▶ What to produce
Look in the data below for the line that contains "Task: indicate one point on every instance of the artificial". Copy that line and the remaining lines exactly.

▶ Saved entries
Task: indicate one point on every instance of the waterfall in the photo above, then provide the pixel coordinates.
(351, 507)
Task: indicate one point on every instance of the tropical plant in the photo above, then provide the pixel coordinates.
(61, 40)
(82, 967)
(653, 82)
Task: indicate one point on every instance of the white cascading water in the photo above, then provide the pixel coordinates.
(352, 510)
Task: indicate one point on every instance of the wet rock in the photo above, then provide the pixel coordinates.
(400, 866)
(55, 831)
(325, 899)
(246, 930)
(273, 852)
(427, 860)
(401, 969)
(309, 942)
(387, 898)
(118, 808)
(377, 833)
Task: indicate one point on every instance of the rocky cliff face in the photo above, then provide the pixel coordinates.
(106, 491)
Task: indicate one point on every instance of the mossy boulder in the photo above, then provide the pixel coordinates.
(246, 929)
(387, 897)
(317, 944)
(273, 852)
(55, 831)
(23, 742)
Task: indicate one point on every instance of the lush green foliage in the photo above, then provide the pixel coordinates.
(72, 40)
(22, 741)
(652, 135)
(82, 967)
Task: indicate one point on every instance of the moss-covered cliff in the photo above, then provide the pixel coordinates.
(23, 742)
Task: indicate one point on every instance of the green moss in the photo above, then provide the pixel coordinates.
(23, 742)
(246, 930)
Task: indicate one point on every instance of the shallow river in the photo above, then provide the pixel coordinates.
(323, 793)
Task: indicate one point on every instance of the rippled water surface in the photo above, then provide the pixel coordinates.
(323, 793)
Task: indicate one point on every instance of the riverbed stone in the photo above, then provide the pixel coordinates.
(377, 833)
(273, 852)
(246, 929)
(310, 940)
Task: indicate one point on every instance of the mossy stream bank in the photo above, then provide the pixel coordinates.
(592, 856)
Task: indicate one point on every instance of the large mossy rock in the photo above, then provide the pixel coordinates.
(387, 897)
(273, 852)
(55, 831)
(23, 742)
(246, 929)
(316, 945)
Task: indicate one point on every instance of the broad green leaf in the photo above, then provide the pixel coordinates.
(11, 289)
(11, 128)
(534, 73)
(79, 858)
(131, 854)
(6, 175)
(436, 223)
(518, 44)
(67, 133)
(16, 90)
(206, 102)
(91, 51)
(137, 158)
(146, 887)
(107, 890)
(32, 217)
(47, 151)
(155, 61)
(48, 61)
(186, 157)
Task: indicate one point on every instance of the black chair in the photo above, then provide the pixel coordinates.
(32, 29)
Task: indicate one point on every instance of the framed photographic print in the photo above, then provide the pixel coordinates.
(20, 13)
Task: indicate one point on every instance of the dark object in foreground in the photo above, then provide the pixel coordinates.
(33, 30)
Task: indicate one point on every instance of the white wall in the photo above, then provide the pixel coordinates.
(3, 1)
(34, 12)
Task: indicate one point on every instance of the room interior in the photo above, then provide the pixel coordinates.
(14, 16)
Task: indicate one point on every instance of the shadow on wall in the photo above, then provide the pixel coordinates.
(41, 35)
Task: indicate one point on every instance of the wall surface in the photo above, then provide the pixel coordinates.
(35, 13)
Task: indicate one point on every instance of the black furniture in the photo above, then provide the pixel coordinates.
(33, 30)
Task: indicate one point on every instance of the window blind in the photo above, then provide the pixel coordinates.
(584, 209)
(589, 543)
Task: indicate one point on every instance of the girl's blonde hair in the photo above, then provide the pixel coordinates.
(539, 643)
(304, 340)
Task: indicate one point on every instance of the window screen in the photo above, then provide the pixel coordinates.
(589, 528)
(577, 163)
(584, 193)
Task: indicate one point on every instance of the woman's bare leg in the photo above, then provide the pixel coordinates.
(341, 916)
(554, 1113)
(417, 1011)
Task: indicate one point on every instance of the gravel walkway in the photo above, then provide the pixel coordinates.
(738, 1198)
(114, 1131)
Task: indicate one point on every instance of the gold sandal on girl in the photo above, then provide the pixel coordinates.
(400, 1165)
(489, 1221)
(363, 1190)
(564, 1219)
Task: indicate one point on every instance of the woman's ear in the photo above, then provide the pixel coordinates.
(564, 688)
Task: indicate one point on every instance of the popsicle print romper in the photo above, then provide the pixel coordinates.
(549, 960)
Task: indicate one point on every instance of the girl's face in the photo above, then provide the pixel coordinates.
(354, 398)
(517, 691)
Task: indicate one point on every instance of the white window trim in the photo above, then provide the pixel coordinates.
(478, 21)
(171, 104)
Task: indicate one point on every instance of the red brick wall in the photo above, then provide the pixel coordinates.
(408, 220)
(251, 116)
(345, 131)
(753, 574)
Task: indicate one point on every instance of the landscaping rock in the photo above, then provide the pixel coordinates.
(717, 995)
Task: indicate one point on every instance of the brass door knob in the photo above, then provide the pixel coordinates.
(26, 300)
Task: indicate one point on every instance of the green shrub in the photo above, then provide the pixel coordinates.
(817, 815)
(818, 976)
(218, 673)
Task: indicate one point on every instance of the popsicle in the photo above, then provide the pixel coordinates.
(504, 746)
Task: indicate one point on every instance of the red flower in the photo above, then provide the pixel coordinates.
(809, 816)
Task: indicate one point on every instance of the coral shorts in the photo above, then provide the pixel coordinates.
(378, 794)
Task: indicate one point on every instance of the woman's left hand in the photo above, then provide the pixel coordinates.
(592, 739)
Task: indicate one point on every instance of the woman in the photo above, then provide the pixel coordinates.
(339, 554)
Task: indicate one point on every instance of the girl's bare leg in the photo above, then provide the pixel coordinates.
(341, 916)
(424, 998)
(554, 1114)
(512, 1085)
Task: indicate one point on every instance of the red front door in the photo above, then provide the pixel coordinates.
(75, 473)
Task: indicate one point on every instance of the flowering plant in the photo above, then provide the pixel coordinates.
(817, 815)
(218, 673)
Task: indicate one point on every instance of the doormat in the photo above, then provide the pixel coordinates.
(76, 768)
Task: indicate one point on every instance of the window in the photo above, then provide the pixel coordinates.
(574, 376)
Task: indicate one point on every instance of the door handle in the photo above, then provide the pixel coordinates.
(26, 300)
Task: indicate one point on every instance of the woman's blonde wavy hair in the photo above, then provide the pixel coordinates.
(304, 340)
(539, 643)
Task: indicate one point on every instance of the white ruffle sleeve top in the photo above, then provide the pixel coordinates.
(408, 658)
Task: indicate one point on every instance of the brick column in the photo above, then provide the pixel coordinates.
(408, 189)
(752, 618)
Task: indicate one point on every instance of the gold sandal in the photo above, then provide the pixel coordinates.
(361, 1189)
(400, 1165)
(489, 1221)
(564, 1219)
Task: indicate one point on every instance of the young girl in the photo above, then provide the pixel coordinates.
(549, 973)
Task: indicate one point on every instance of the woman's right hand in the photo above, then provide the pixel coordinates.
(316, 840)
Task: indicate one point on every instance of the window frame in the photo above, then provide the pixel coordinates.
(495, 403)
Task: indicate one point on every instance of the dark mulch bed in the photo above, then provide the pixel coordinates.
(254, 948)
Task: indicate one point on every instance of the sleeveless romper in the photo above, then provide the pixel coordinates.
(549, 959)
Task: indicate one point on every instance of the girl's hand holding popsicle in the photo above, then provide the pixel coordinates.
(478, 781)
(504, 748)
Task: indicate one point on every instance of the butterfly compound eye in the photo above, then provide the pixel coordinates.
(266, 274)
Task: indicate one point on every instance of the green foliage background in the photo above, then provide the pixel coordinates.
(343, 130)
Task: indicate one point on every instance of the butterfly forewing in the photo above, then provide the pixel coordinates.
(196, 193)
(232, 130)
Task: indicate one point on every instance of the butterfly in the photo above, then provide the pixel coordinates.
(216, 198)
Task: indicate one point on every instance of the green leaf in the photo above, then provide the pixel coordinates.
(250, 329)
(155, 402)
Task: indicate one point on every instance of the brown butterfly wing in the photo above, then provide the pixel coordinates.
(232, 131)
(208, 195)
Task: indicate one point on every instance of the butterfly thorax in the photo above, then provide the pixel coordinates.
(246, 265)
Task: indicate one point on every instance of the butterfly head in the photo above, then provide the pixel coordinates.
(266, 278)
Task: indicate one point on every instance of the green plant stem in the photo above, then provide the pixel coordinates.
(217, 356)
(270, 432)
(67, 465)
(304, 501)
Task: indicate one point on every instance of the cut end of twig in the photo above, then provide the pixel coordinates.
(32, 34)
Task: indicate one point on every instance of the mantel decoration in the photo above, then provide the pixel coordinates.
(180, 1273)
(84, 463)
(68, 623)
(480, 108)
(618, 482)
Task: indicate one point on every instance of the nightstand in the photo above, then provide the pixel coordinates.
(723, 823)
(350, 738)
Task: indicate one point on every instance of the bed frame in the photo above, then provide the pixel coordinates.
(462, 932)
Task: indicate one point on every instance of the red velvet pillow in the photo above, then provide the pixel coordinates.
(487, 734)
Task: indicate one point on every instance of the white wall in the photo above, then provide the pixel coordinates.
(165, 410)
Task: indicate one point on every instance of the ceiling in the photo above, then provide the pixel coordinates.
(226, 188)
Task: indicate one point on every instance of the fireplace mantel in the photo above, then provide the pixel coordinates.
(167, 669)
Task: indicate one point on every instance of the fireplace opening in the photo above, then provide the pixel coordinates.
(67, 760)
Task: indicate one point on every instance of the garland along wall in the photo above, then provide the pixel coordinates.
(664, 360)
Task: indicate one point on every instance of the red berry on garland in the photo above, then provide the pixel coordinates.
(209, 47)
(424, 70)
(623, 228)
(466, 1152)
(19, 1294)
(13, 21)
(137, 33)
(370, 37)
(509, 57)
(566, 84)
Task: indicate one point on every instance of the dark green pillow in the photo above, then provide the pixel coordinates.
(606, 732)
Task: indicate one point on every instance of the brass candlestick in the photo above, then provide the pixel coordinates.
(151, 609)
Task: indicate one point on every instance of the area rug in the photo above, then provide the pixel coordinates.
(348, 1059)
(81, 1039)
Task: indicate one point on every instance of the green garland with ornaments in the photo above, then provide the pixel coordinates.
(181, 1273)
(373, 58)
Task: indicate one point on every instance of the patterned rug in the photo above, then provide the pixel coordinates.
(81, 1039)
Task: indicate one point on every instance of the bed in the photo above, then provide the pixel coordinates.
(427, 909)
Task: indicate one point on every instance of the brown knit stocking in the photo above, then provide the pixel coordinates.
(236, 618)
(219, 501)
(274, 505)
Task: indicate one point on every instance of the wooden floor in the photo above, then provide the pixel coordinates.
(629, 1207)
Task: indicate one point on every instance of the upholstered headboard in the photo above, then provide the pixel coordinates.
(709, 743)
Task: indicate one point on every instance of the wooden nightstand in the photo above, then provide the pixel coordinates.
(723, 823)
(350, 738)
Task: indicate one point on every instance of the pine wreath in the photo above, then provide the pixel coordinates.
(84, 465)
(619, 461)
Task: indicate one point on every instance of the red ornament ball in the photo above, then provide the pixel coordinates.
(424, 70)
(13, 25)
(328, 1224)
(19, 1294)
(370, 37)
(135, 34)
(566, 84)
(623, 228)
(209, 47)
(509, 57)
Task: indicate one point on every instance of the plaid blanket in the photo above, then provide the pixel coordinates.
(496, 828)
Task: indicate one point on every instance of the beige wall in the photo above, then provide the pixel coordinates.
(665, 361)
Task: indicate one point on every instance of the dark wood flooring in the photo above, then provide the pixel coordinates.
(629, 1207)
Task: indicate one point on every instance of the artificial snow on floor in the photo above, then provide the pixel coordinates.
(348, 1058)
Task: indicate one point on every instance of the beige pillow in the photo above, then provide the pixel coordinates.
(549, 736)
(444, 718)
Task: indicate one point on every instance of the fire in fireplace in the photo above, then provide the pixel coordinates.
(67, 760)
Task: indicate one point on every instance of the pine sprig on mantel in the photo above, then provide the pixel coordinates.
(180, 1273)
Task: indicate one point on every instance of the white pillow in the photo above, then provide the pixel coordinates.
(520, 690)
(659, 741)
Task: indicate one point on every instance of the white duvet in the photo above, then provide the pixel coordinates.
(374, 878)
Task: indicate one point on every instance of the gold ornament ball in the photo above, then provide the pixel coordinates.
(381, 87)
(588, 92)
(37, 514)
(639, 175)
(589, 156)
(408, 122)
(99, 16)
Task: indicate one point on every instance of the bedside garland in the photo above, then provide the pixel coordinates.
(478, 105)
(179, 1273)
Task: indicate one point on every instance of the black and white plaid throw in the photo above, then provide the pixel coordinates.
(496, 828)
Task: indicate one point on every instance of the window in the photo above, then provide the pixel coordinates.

▶ Output for this exercise
Task: indicate one point on every instance of the artificial snow on floor in the photo above, then provide the pixel coordinates.
(348, 1058)
Task: indicate one point on every instance of the beige pillow in the photo above, then provide the pixel coordinates.
(549, 736)
(444, 718)
Task: indicate one point on every instance of the fire in fireplace in the photo above, then provide the pixel coordinates.
(67, 760)
Task: indicate one point on every instance of the pine sprig on mantel in the photo above, then provide the pixel coordinates.
(180, 1273)
Task: indicate one point on every instance of the white pillow in the photo above, then provide the pixel coordinates.
(520, 690)
(659, 741)
Task: indicate one point on every instance of the white duvet in the photo above, then provide the pixel coordinates.
(374, 878)
Task: indicate one point on every instance of the gold ornament ball in the photo above, then provide the pixel coordinates.
(381, 87)
(588, 92)
(37, 514)
(639, 175)
(589, 156)
(408, 122)
(99, 16)
Task: indicate one point on every instance of the bedside garland in the photo above, then provide the pixel coordinates.
(478, 105)
(179, 1273)
Task: indicate one point on every instance of the black and white plaid throw in the photo above, then provide the pixel coordinates.
(496, 828)
Task: indicate one point on every instance of the window in the photo above, then provide the pixel coordinates.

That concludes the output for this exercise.